▶ **OBJETIVO 1**
Você consegue reproduzir na íntegra, sem mudar uma vírgula, o trecho sobre o Livro de Judite?

▶ **TRECHO APRESENTADO**
-*-
Capítulo 30.1 – Livro de Judite
O Livro de Judite é uma fábula que conta a vitória dos hebreus sobre o poderio imensamente maior de um rei assírio. Os personagens provavelmente não existiram na forma como aparecem neste conto, mas funcionam como símbolos. Os nomes, os lugares, nada bate com fatos históricos. O Livro de Judite é, pois, uma ficção disfarçada de verdade, com a intenção de vangloriar o povo israelita e o deus daquele povo. Nem por isso deixa de ser uma história muito boa de acompanhar.
Resumo resumido: Israel é atacado pelo exército do general Holofernes, Judite seduz e degola o general, e os judeus vencem a batalha.
Telas famosas resultaram desse conto: o tema da decapitação de Holofernes seduziu muitos artistas, entre os quais, Michelangelo da Caravaggio, Artemisia Gentileschi e Goya. As telas de Caravaggio (1599) e de Gentileschi (1620) são as mais impressionantes.
O livrinho de 18 páginas, em letra miúda, pode ser dividido em cinco partes: a) as guerras de Nabucodonosor, b) o cerco à cidade de Betúlia, c) a intervenção de Judite, d) Judite e Holofernes, e) a vitória dos israelitas.
-*-
▶ **DADOS FORNECIDOS**
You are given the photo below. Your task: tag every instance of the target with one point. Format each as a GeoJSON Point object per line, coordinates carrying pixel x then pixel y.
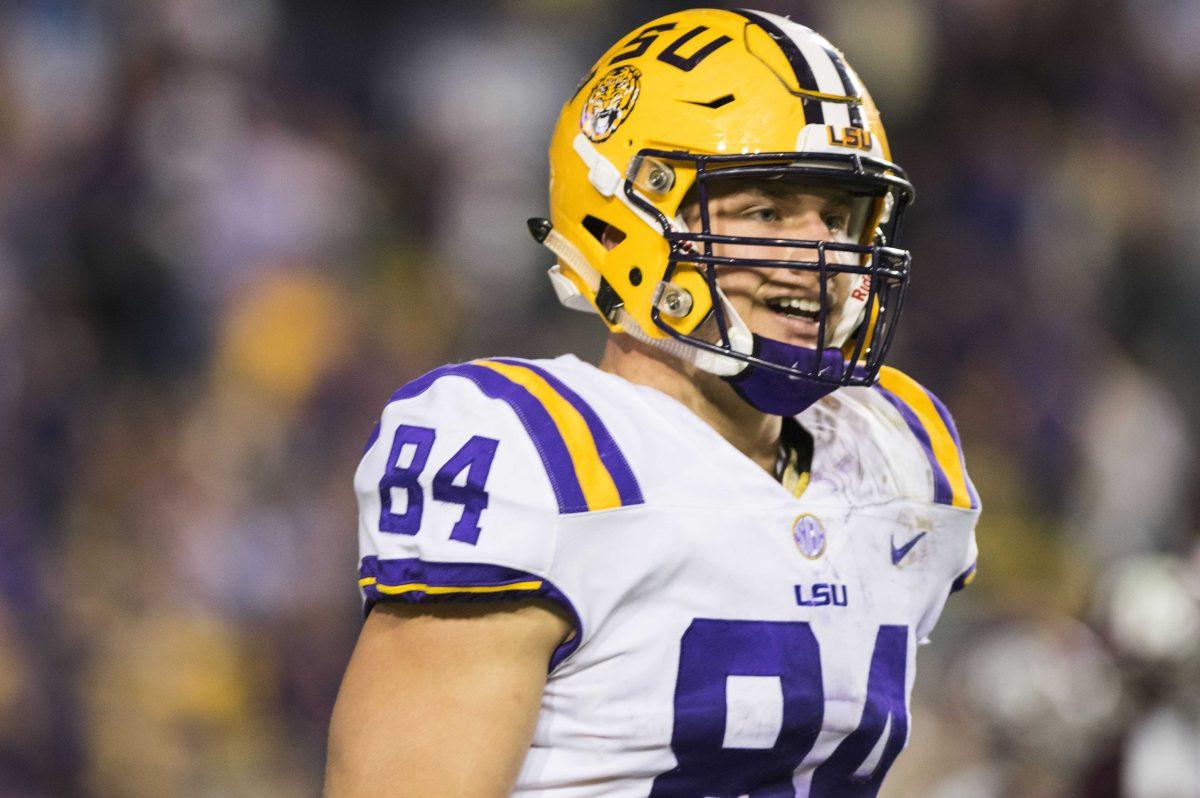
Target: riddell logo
{"type": "Point", "coordinates": [853, 137]}
{"type": "Point", "coordinates": [863, 291]}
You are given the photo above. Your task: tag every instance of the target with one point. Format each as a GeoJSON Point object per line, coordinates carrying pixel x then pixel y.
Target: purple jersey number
{"type": "Point", "coordinates": [474, 457]}
{"type": "Point", "coordinates": [713, 651]}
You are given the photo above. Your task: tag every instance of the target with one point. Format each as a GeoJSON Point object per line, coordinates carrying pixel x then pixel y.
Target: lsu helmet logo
{"type": "Point", "coordinates": [610, 102]}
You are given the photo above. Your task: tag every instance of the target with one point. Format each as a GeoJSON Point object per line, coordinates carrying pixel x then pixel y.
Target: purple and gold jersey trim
{"type": "Point", "coordinates": [586, 468]}
{"type": "Point", "coordinates": [934, 429]}
{"type": "Point", "coordinates": [964, 579]}
{"type": "Point", "coordinates": [414, 581]}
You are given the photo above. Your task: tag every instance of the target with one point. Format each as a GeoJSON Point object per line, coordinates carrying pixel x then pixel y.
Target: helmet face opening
{"type": "Point", "coordinates": [861, 281]}
{"type": "Point", "coordinates": [673, 118]}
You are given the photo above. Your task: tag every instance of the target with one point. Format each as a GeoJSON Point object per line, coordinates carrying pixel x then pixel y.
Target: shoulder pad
{"type": "Point", "coordinates": [582, 462]}
{"type": "Point", "coordinates": [930, 423]}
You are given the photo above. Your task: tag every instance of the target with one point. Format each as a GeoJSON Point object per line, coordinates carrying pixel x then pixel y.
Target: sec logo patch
{"type": "Point", "coordinates": [610, 102]}
{"type": "Point", "coordinates": [809, 535]}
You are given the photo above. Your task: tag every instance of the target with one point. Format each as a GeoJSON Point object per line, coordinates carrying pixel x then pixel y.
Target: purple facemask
{"type": "Point", "coordinates": [778, 394]}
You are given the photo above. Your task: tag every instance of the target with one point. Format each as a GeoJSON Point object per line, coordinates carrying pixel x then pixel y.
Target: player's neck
{"type": "Point", "coordinates": [754, 433]}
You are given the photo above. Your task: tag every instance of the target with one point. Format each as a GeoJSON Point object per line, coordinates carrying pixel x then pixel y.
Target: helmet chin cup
{"type": "Point", "coordinates": [778, 393]}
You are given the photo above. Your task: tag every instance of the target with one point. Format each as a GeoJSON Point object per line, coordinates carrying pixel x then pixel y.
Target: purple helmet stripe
{"type": "Point", "coordinates": [814, 113]}
{"type": "Point", "coordinates": [537, 421]}
{"type": "Point", "coordinates": [942, 492]}
{"type": "Point", "coordinates": [610, 453]}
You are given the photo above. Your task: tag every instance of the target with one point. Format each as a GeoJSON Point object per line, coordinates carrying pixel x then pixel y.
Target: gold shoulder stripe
{"type": "Point", "coordinates": [443, 589]}
{"type": "Point", "coordinates": [941, 441]}
{"type": "Point", "coordinates": [595, 481]}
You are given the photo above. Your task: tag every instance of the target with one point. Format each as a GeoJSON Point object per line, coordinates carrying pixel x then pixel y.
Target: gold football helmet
{"type": "Point", "coordinates": [706, 95]}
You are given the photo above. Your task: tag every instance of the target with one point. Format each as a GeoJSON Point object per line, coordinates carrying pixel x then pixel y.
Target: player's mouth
{"type": "Point", "coordinates": [797, 316]}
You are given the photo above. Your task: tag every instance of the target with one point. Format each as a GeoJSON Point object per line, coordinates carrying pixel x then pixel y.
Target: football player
{"type": "Point", "coordinates": [703, 567]}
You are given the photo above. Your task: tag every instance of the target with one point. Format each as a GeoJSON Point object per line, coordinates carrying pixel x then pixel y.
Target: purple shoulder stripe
{"type": "Point", "coordinates": [414, 581]}
{"type": "Point", "coordinates": [551, 448]}
{"type": "Point", "coordinates": [942, 411]}
{"type": "Point", "coordinates": [961, 580]}
{"type": "Point", "coordinates": [610, 454]}
{"type": "Point", "coordinates": [942, 492]}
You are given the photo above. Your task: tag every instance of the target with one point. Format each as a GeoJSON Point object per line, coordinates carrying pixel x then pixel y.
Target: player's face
{"type": "Point", "coordinates": [783, 303]}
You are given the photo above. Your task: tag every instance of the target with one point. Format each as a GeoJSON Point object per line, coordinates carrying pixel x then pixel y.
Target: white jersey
{"type": "Point", "coordinates": [731, 637]}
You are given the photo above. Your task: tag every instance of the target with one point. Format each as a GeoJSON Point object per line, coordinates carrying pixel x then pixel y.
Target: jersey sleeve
{"type": "Point", "coordinates": [462, 487]}
{"type": "Point", "coordinates": [933, 429]}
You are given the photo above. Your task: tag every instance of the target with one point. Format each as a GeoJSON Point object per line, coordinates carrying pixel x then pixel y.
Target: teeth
{"type": "Point", "coordinates": [797, 304]}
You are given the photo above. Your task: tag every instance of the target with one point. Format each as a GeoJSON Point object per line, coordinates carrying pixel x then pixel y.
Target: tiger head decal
{"type": "Point", "coordinates": [610, 102]}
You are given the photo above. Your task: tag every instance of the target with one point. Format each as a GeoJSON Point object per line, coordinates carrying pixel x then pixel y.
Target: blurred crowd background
{"type": "Point", "coordinates": [231, 228]}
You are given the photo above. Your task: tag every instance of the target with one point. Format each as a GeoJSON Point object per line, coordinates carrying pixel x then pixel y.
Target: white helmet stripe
{"type": "Point", "coordinates": [817, 52]}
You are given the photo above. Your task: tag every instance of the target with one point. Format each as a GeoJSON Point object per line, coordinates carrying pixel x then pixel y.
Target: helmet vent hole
{"type": "Point", "coordinates": [604, 232]}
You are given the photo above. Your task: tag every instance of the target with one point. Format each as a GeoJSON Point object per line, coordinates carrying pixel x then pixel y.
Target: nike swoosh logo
{"type": "Point", "coordinates": [899, 553]}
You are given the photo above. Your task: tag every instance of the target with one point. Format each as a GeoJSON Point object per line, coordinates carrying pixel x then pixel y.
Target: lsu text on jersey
{"type": "Point", "coordinates": [731, 637]}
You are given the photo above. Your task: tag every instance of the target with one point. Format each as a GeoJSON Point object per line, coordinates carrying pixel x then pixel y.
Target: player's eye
{"type": "Point", "coordinates": [837, 221]}
{"type": "Point", "coordinates": [762, 214]}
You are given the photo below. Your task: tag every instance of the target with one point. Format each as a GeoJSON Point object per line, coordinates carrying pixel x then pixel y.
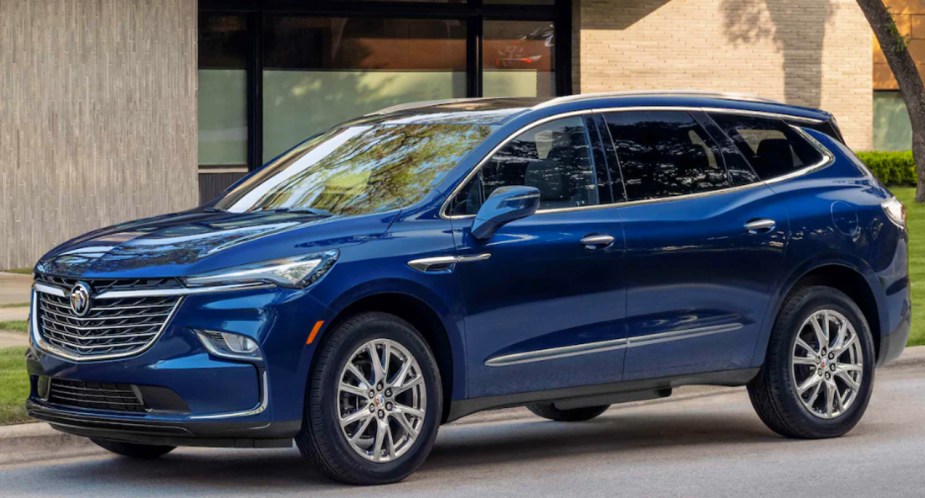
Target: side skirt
{"type": "Point", "coordinates": [600, 394]}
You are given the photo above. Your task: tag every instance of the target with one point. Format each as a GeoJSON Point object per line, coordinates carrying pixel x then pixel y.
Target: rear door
{"type": "Point", "coordinates": [703, 246]}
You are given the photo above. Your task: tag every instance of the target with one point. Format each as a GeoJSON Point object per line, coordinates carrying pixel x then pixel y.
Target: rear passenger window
{"type": "Point", "coordinates": [664, 154]}
{"type": "Point", "coordinates": [772, 147]}
{"type": "Point", "coordinates": [554, 157]}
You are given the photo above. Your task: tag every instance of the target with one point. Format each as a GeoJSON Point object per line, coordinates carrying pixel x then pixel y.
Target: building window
{"type": "Point", "coordinates": [222, 102]}
{"type": "Point", "coordinates": [274, 72]}
{"type": "Point", "coordinates": [319, 72]}
{"type": "Point", "coordinates": [892, 128]}
{"type": "Point", "coordinates": [519, 59]}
-*-
▶ **OBJETIVO 2**
Quais linhas dos registros acima contêm a palavra "shoulder"? Localize cada uma e copie-a inteira.

▶ **RESULTADO DO EXERCÍCIO 1**
Capítulo 30.1 – Livro de Judite
O Livro de Judite é uma fábula que conta a vitória dos hebreus sobre o poderio imensamente maior de um rei assírio. Os personagens provavelmente não existiram na forma como aparecem neste conto, mas funcionam como símbolos. Os nomes, os lugares, nada bate com fatos históricos. O Livro de Judite é, pois, uma ficção disfarçada de verdade, com a intenção de vangloriar o povo israelita e o deus daquele povo. Nem por isso deixa de ser uma história muito boa de acompanhar.
Resumo resumido: Israel é atacado pelo exército do general Holofernes, Judite seduz e degola o general, e os judeus vencem a batalha.
Telas famosas resultaram desse conto: o tema da decapitação de Holofernes seduziu muitos artistas, entre os quais, Michelangelo da Caravaggio, Artemisia Gentileschi e Goya. As telas de Caravaggio (1599) e de Gentileschi (1620) são as mais impressionantes.
O livrinho de 18 páginas, em letra miúda, pode ser dividido em cinco partes: a) as guerras de Nabucodonosor, b) o cerco à cidade de Betúlia, c) a intervenção de Judite, d) Judite e Holofernes, e) a vitória dos israelitas.

▶ **RESULTADO DO EXERCÍCIO 2**
Target: shoulder pad
Target: gold shoulder stripe
Target: purple shoulder stripe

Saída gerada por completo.